● Activity
Print every line of the material below exactly as it stands, but omit the pictures.

● Dataset records
========================================

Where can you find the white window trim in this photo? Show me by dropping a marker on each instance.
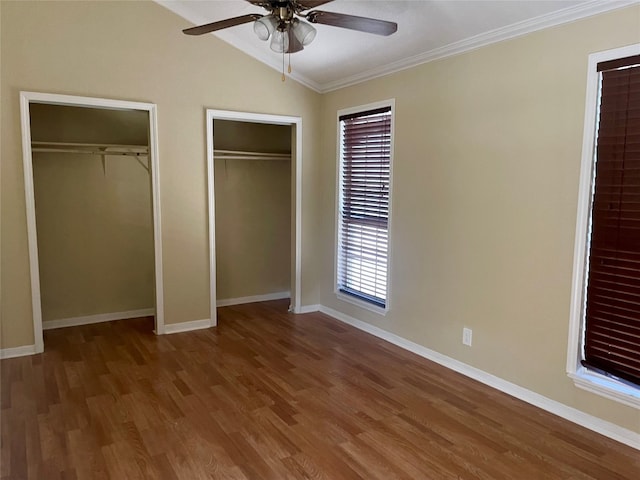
(342, 296)
(583, 378)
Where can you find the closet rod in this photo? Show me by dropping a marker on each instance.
(89, 152)
(85, 145)
(245, 155)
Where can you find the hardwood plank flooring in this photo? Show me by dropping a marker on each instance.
(271, 395)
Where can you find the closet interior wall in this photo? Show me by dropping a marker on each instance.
(252, 209)
(93, 212)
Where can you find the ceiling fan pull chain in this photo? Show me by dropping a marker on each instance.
(283, 64)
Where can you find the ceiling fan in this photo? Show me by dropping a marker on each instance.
(284, 24)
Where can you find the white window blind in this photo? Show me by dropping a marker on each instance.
(363, 237)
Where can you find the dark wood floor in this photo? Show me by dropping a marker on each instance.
(270, 395)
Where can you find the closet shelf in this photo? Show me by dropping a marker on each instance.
(243, 155)
(90, 148)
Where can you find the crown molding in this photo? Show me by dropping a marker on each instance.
(567, 15)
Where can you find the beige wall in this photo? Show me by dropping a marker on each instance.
(486, 166)
(485, 187)
(253, 211)
(136, 51)
(94, 221)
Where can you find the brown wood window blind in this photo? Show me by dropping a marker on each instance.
(612, 322)
(363, 240)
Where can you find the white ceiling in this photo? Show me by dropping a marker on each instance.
(426, 30)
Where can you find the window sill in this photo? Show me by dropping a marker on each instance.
(606, 387)
(362, 303)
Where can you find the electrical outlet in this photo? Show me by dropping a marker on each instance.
(466, 336)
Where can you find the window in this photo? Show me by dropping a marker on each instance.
(606, 349)
(364, 204)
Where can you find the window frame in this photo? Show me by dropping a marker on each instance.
(361, 302)
(583, 377)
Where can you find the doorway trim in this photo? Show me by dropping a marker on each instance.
(296, 188)
(26, 98)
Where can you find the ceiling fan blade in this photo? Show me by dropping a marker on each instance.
(352, 22)
(294, 44)
(307, 4)
(260, 3)
(229, 22)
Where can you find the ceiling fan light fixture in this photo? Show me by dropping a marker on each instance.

========================================

● Result
Where can you find the white window trim in this photo? Show me by dropping a marker on each instance.
(342, 296)
(583, 378)
Where can you find the closet rod in this photo? Show me by dropping a marker on each instance.
(89, 152)
(85, 145)
(245, 155)
Where can you find the hardwood plank flooring in this photo? Show me by dropping a marker on each instance.
(271, 395)
Where can you find the closet interior wall in this photo? Show me by dropping a marker on each instance.
(252, 209)
(93, 212)
Where can you find the ceiling fan pull chain in this photo? Show me by dropping a marker on each instance.
(283, 64)
Where can you find the ceiling fan in this photo? Show me by dropping a marker on each instance.
(284, 24)
Where can you find the white window blind in this photo? Show me by dropping a marker on each instance.
(363, 237)
Where can you find the dark wood floor in this photo? Show me by dropping a marker on each instance.
(270, 395)
Where can you find the closet shelf in this photo? Show me by dropping a marker on each instance.
(243, 155)
(90, 148)
Where can you find the crown molding in this photo? Show me by dropping a marker on each instance.
(567, 15)
Where can you find the beige wall in this photo? Show me by dropping a marker on each instance.
(486, 166)
(485, 187)
(253, 211)
(136, 51)
(94, 221)
Where can you find the brown wood window blind in this photo? Show me by dropping a marker on each instance.
(612, 322)
(363, 240)
Where can you find the white ceiling in this photo? Show me by dropping a marker on each instance.
(426, 30)
Where can you find the window sill in this photo? Show me by dropping a marker on each instance.
(606, 387)
(362, 303)
Where can you find the electrical outlet in this photo? Show me by dropping a marker on each instance.
(466, 336)
Where can you find the window in this photo? Show me by dropping a marker on each instance.
(606, 349)
(364, 204)
Where can you find the window frame in this photo? Show me by dropping a marker on each instance.
(361, 302)
(583, 377)
Where can you find the doorway trim in this photo? Show me by dropping a marker on each instance.
(296, 188)
(26, 98)
Where can you find the ceiling fan blade in this photo? Show me by dropping a marker on each instance.
(352, 22)
(294, 44)
(307, 4)
(260, 3)
(229, 22)
Where can you find the ceiling fan light fixture in this photo? Show me by dropping a marker on each instance.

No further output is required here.